[[ DATA PROVIDED, beginning ]]

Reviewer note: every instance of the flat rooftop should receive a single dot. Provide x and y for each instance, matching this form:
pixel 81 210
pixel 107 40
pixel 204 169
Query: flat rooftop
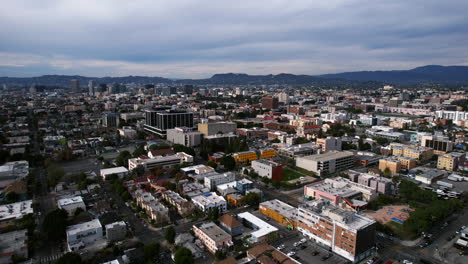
pixel 75 229
pixel 68 201
pixel 263 228
pixel 214 232
pixel 329 156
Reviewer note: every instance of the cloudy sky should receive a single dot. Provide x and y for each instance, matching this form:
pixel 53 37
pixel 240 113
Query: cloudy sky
pixel 197 38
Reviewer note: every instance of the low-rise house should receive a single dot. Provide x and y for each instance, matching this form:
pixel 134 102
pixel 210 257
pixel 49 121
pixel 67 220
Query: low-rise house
pixel 80 235
pixel 116 231
pixel 9 213
pixel 13 244
pixel 207 201
pixel 71 204
pixel 213 237
pixel 230 225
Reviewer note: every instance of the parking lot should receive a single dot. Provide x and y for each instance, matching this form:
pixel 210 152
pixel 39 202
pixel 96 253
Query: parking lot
pixel 308 252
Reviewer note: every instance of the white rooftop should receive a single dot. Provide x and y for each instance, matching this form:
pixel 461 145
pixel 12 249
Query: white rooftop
pixel 115 170
pixel 68 201
pixel 263 227
pixel 75 229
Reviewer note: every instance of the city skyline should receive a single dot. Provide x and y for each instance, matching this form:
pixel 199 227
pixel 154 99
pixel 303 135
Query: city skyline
pixel 184 39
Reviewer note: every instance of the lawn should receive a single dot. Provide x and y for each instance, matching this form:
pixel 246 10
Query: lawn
pixel 289 174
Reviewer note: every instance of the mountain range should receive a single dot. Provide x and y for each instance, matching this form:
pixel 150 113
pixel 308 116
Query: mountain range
pixel 450 75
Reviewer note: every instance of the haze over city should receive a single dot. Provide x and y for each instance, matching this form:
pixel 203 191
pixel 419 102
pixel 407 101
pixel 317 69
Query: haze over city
pixel 193 39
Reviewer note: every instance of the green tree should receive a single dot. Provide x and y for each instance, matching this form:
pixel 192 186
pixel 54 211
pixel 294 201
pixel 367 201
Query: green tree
pixel 151 250
pixel 70 258
pixel 122 158
pixel 228 162
pixel 169 234
pixel 251 199
pixel 183 256
pixel 55 224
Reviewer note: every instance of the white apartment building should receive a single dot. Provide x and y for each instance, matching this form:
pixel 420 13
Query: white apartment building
pixel 210 200
pixel 71 204
pixel 160 161
pixel 83 234
pixel 214 179
pixel 184 136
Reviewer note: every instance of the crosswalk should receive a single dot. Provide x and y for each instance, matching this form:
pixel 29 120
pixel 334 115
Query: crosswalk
pixel 48 259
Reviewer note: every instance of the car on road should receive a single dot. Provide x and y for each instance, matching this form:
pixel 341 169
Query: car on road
pixel 423 245
pixel 325 257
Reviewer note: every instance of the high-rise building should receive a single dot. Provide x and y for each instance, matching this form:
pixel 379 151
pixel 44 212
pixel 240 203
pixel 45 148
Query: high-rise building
pixel 188 89
pixel 75 85
pixel 158 122
pixel 110 120
pixel 270 102
pixel 91 85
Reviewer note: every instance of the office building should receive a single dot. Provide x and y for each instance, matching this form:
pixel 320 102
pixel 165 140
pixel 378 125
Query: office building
pixel 327 163
pixel 91 87
pixel 213 237
pixel 263 232
pixel 71 204
pixel 344 232
pixel 75 86
pixel 392 163
pixel 269 102
pixel 441 145
pixel 158 122
pixel 340 190
pixel 209 129
pixel 110 120
pixel 450 161
pixel 80 235
pixel 168 161
pixel 329 143
pixel 419 153
pixel 184 136
pixel 269 169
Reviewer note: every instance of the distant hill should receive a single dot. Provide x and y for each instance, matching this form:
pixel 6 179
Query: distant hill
pixel 427 74
pixel 64 80
pixel 424 74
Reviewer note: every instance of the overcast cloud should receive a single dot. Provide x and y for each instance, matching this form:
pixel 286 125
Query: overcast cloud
pixel 195 39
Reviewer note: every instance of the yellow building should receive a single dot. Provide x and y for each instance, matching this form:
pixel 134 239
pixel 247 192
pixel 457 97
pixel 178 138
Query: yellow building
pixel 245 157
pixel 450 161
pixel 279 211
pixel 393 164
pixel 267 153
pixel 407 163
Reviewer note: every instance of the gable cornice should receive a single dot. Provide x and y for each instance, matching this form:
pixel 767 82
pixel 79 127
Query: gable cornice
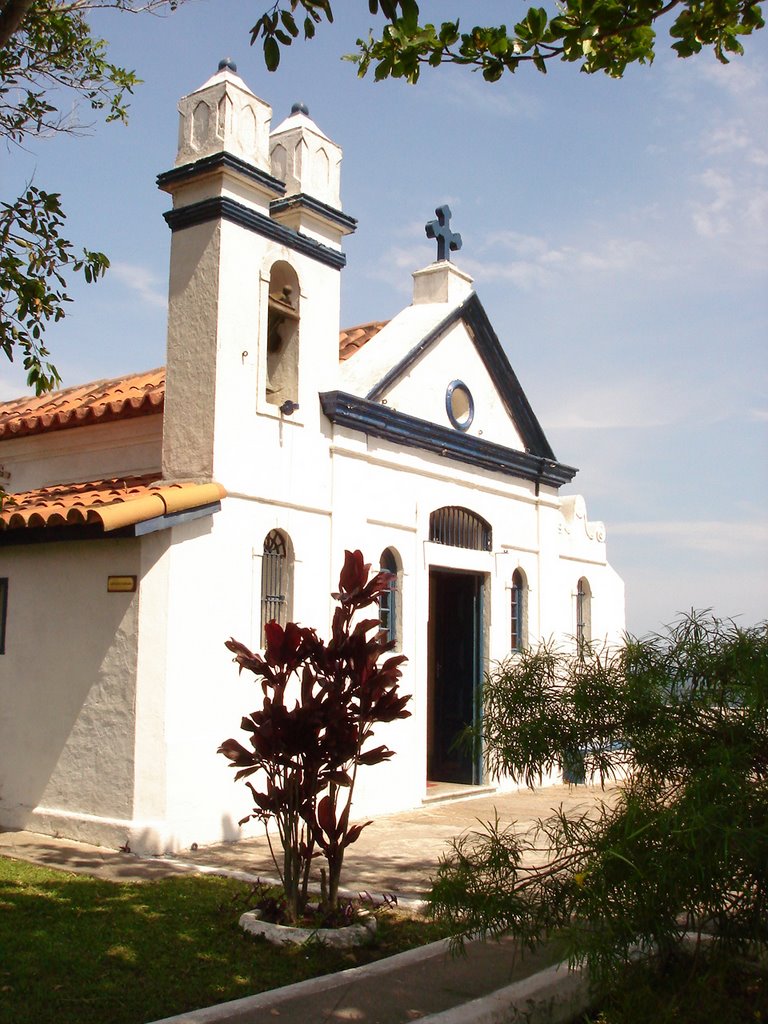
pixel 380 421
pixel 496 361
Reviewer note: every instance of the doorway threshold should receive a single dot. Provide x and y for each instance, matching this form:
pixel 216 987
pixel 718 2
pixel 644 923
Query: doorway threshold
pixel 440 793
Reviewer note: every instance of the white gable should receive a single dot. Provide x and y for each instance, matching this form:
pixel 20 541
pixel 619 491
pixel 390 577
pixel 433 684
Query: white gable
pixel 422 390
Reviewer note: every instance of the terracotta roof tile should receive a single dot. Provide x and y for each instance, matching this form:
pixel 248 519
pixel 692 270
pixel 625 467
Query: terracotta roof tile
pixel 100 401
pixel 120 398
pixel 115 503
pixel 353 338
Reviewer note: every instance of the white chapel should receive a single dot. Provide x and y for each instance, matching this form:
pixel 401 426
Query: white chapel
pixel 150 518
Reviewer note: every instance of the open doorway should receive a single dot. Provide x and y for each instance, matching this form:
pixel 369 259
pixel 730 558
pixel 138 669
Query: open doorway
pixel 455 674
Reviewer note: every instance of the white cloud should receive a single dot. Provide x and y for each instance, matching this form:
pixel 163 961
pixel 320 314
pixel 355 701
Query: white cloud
pixel 146 285
pixel 472 93
pixel 712 537
pixel 536 262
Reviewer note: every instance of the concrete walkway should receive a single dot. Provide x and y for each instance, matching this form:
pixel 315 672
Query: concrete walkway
pixel 397 854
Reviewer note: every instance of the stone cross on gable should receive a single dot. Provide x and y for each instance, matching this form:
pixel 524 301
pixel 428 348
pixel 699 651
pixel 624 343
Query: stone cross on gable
pixel 448 241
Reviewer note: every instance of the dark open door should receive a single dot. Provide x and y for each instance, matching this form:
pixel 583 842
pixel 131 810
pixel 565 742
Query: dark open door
pixel 455 620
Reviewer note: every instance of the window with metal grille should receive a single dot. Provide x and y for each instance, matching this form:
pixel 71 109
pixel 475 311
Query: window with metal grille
pixel 274 580
pixel 460 528
pixel 388 599
pixel 584 611
pixel 517 600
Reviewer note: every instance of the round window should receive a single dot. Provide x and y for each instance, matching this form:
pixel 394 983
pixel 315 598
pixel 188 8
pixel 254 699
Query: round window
pixel 460 404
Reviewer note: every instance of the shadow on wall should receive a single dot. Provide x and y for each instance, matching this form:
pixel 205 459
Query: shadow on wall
pixel 68 682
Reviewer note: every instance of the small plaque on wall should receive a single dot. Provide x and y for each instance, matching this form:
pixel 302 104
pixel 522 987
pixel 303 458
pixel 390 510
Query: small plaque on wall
pixel 121 585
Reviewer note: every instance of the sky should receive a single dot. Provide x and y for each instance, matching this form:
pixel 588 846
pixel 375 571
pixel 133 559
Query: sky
pixel 616 232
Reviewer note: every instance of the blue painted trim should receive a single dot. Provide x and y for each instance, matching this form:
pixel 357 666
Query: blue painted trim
pixel 322 209
pixel 379 421
pixel 94 531
pixel 220 207
pixel 453 387
pixel 188 172
pixel 173 519
pixel 495 360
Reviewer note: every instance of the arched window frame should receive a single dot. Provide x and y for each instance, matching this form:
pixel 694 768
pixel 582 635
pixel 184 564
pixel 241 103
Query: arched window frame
pixel 460 527
pixel 389 600
pixel 584 611
pixel 282 356
pixel 518 610
pixel 276 572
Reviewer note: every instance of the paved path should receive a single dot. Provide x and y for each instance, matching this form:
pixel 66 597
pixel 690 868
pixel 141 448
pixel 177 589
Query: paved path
pixel 397 853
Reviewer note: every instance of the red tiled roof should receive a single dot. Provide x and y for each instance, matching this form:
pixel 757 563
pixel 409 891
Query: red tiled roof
pixel 84 404
pixel 353 338
pixel 116 503
pixel 137 394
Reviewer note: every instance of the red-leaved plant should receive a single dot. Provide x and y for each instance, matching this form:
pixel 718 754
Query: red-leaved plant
pixel 321 702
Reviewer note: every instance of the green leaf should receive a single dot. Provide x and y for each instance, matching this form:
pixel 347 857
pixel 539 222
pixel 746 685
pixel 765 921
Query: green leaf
pixel 271 53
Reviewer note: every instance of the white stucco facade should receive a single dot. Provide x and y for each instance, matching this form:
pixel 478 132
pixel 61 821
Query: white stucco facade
pixel 112 706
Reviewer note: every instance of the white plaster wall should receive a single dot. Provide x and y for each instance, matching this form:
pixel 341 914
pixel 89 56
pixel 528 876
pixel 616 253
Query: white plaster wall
pixel 67 690
pixel 82 454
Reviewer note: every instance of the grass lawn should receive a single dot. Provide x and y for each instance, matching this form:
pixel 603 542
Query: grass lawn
pixel 721 990
pixel 79 950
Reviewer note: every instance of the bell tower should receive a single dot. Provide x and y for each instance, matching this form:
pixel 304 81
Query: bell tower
pixel 253 314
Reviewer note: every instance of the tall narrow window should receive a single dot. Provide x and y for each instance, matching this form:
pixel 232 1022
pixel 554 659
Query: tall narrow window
pixel 388 609
pixel 584 611
pixel 3 610
pixel 274 580
pixel 517 601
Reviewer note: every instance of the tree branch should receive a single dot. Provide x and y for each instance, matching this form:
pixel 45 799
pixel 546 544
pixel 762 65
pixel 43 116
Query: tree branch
pixel 11 15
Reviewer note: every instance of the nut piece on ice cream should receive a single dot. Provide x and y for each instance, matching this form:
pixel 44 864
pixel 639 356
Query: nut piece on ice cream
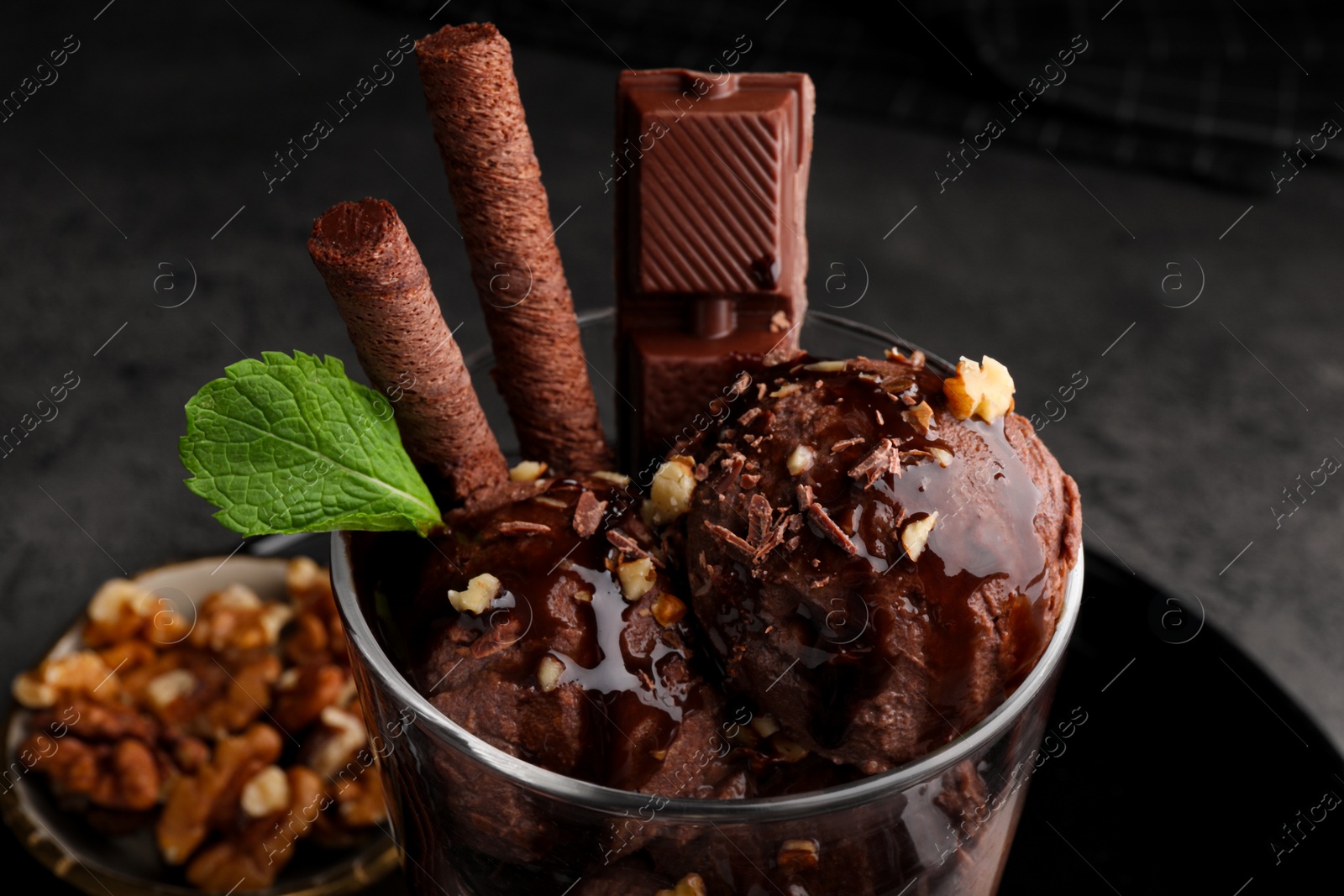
pixel 891 593
pixel 580 661
pixel 979 390
pixel 477 595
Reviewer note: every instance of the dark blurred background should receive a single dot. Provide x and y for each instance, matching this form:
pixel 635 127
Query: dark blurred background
pixel 1162 221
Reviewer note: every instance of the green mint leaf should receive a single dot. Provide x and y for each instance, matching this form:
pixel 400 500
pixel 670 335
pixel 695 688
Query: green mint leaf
pixel 293 445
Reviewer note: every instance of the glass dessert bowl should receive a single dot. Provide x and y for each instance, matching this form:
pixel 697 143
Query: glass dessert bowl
pixel 475 820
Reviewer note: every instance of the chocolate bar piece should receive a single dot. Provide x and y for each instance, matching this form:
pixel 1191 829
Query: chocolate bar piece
pixel 711 181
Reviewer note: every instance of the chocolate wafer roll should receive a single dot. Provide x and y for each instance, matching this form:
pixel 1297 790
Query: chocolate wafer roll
pixel 383 295
pixel 496 184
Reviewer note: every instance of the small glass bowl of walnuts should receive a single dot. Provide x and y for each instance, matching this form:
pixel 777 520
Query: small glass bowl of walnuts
pixel 199 730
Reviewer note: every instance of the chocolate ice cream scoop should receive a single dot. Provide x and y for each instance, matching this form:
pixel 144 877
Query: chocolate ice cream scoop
pixel 874 571
pixel 553 631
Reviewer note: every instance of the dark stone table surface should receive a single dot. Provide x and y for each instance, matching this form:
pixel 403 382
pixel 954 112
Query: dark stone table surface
pixel 143 167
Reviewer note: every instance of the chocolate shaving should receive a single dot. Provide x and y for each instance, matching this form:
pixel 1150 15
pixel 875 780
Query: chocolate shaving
pixel 522 527
pixel 588 515
pixel 759 515
pixel 625 544
pixel 918 417
pixel 877 464
pixel 823 520
pixel 770 542
pixel 741 385
pixel 842 445
pixel 734 543
pixel 895 385
pixel 732 469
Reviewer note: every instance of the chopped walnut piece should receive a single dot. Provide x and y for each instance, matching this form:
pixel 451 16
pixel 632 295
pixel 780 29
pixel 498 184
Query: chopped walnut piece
pixel 477 595
pixel 800 461
pixel 255 856
pixel 335 741
pixel 669 610
pixel 549 672
pixel 797 855
pixel 265 793
pixel 979 390
pixel 918 417
pixel 916 535
pixel 114 775
pixel 300 701
pixel 588 515
pixel 192 799
pixel 526 472
pixel 638 577
pixel 170 687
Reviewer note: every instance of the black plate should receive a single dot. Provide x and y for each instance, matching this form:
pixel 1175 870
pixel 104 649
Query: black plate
pixel 1180 781
pixel 1189 765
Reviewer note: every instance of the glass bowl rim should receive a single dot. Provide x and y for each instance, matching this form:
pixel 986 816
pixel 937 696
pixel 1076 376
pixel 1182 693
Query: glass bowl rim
pixel 609 799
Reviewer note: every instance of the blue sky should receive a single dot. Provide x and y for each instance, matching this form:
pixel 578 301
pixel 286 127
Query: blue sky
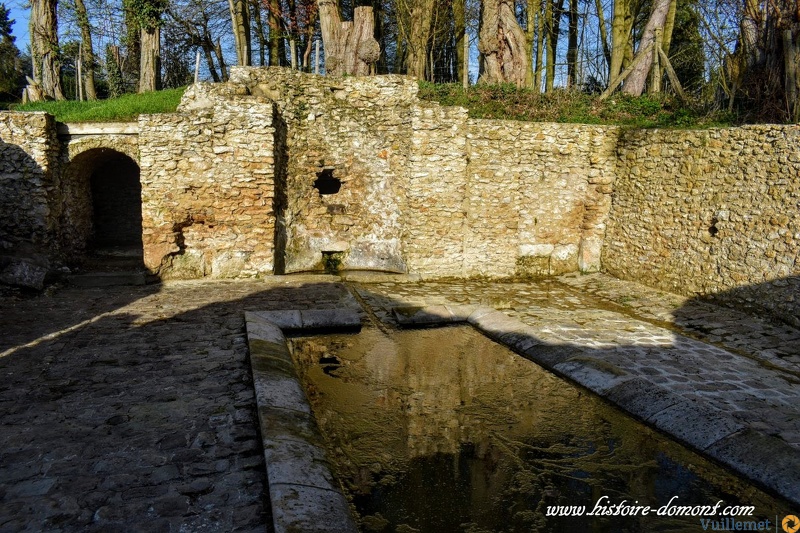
pixel 20 27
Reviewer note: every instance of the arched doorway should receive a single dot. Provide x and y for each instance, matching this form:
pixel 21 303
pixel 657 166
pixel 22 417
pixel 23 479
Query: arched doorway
pixel 103 210
pixel 116 205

[[ DATA PROVIDED, end ]]

◆ TASK GOAL ◆
Please print the lines above word for word, starting at the one with "pixel 45 148" and ending at the one with "Reviewer note: every instance of the doorway", both included, and without any picture.

◆ ANSWER SECTION ◆
pixel 45 148
Query: high-rise building
pixel 188 89
pixel 75 85
pixel 158 122
pixel 110 120
pixel 270 102
pixel 91 85
Reviewer note: every instance of the office building should receive a single dot. Provide x and y for each instance, matching this form:
pixel 320 102
pixel 165 140
pixel 378 125
Query: office building
pixel 327 163
pixel 91 87
pixel 213 237
pixel 263 232
pixel 71 204
pixel 344 232
pixel 75 86
pixel 392 163
pixel 269 102
pixel 441 145
pixel 158 122
pixel 340 190
pixel 209 129
pixel 110 120
pixel 450 161
pixel 80 235
pixel 168 161
pixel 329 143
pixel 419 153
pixel 184 136
pixel 269 169
Reviewer note: every instance of the distant hill should receive a single dot. Provide x and y for each instance, matching this form:
pixel 6 179
Query: distant hill
pixel 427 74
pixel 64 80
pixel 424 74
Reviewer note: every instance of the overcast cloud should receive a single dot. Provide x and y for each instance, matching this form:
pixel 286 125
Query: overcast cloud
pixel 195 39
Reviewer note: every instance of the yellow building should receive a single dot. Provide x and y for each instance, matching this form:
pixel 134 239
pixel 247 192
pixel 457 97
pixel 178 138
Query: yellow building
pixel 245 157
pixel 450 161
pixel 279 211
pixel 393 164
pixel 267 153
pixel 407 163
Reviewer note: every instance of the gable cornice should receive a single dot. Provide x and y for each instance, matching this form:
pixel 767 82
pixel 79 127
Query: gable cornice
pixel 380 421
pixel 496 361
Reviewer note: every instance of the doorway threshold should receive a single dot. Provide x and y for each instance, matching this form:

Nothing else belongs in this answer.